(YOUR OBJECTIVE):
Exactly and only the lines from the one containing "Could you point out the door panel" through the close of the entries below are to be set down.

** start PROVIDED DATA **

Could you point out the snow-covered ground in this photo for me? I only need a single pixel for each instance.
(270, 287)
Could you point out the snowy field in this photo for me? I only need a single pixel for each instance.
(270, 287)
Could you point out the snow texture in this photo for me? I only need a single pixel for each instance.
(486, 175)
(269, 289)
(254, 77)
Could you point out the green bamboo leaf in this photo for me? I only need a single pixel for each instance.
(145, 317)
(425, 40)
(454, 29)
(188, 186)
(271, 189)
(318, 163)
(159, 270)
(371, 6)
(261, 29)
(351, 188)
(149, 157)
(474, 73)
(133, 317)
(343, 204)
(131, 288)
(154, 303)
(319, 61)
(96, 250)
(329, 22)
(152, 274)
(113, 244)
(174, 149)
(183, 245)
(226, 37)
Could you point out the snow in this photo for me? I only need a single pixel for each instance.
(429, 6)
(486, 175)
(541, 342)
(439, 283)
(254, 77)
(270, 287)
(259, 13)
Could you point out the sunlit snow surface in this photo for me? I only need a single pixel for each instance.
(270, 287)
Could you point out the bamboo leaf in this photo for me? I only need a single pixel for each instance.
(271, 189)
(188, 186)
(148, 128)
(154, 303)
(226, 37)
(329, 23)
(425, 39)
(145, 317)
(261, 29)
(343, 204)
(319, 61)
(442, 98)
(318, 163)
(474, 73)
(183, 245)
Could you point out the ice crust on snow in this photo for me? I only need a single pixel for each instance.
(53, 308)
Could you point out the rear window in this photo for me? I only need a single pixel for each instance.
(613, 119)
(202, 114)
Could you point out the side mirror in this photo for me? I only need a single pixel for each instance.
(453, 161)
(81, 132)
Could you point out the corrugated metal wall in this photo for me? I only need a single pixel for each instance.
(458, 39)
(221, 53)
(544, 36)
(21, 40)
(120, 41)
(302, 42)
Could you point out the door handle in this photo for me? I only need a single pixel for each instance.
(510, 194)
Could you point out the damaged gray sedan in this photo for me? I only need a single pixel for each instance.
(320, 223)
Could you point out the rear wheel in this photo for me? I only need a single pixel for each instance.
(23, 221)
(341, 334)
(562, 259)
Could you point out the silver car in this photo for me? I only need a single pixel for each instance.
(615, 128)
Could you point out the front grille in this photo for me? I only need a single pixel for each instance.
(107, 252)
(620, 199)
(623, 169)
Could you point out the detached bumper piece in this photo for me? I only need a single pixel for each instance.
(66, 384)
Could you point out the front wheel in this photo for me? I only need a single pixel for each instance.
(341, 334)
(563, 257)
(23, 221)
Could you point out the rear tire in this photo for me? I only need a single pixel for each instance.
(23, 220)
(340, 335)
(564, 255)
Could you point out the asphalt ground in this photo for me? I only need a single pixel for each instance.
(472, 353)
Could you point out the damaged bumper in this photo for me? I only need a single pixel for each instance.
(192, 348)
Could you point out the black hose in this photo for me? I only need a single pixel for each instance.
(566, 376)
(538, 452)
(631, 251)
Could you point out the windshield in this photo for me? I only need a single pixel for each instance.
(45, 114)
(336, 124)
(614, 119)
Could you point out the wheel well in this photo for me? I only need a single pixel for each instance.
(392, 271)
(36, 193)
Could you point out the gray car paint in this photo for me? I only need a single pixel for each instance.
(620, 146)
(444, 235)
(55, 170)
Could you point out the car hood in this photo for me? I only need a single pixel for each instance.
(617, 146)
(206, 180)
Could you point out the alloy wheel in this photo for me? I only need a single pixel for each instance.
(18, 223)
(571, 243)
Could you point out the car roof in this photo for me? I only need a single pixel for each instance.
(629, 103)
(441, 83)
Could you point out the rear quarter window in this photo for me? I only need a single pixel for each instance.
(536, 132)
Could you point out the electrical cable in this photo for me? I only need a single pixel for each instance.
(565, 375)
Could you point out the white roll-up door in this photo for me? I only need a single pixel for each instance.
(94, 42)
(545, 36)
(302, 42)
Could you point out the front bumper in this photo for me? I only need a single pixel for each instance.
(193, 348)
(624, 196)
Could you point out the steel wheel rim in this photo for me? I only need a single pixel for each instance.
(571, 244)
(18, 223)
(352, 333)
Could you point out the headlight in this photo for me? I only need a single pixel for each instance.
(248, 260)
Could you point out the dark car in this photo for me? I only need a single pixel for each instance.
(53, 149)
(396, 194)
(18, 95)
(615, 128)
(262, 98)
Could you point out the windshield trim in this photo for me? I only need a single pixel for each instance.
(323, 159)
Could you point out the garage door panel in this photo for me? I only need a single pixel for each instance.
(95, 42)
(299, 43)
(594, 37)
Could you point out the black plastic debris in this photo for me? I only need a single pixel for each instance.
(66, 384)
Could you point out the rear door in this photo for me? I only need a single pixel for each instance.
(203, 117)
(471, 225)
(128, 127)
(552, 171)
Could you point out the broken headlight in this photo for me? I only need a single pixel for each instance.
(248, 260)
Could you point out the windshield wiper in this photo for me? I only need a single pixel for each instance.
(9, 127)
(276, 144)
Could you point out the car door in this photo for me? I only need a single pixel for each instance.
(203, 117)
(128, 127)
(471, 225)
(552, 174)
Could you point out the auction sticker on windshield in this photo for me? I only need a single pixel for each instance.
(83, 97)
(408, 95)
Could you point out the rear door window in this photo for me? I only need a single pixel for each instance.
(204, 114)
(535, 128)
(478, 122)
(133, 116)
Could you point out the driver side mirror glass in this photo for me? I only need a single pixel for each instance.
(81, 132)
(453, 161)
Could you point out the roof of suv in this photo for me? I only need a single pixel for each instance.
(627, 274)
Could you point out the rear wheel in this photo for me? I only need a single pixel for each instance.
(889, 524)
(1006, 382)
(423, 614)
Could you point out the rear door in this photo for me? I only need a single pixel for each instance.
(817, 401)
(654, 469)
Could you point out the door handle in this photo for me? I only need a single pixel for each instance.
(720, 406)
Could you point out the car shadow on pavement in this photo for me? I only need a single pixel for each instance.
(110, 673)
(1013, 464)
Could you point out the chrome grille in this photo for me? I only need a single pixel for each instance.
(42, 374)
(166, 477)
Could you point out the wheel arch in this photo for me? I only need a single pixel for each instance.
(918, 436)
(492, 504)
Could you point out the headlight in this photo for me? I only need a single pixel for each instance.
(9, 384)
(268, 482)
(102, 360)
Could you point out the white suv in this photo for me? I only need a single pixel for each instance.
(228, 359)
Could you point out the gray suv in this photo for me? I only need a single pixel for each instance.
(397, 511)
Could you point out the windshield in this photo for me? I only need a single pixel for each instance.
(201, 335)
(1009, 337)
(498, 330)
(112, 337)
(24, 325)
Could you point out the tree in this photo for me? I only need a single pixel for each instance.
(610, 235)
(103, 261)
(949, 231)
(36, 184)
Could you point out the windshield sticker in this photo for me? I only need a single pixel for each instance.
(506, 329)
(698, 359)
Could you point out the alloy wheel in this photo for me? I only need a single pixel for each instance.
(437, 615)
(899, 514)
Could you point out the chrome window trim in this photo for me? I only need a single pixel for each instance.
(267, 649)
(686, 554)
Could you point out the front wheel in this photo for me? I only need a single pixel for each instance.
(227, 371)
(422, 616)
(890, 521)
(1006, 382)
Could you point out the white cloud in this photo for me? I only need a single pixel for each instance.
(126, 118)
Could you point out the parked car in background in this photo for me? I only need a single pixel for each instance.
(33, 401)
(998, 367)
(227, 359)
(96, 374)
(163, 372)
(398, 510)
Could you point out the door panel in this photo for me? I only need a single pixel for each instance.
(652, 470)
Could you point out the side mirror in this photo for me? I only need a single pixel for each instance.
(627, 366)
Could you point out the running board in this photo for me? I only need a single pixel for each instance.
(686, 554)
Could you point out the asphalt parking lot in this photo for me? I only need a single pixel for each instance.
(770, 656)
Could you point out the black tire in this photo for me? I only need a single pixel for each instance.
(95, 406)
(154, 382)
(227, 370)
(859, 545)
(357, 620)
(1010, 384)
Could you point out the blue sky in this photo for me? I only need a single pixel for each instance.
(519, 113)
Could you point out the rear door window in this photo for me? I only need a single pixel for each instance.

** end PROVIDED DATA **

(EXERCISE RESPONSE):
Could you point out the door panel in this photo for me? I only need a single pixel for each instance.
(652, 470)
Could you point out the side mirror in this photo for me? I only need a single pixel for each instance.
(627, 366)
Could you point out the running board in this photo for me? I only need a single pixel for each instance.
(686, 554)
Could you point out the asphalt parking lot in this photo for me? I only need a single pixel for each instance.
(770, 656)
Could you point out the black tire in this photo for me? I only need a single pixel for each instance.
(95, 406)
(154, 382)
(227, 370)
(859, 545)
(357, 620)
(1010, 384)
Could you point out the blue sky in this photo for me? I only need a single pixel for each instance.
(519, 113)
Could you point out the rear door window in this photo for me? I only need a single pixel for each instance.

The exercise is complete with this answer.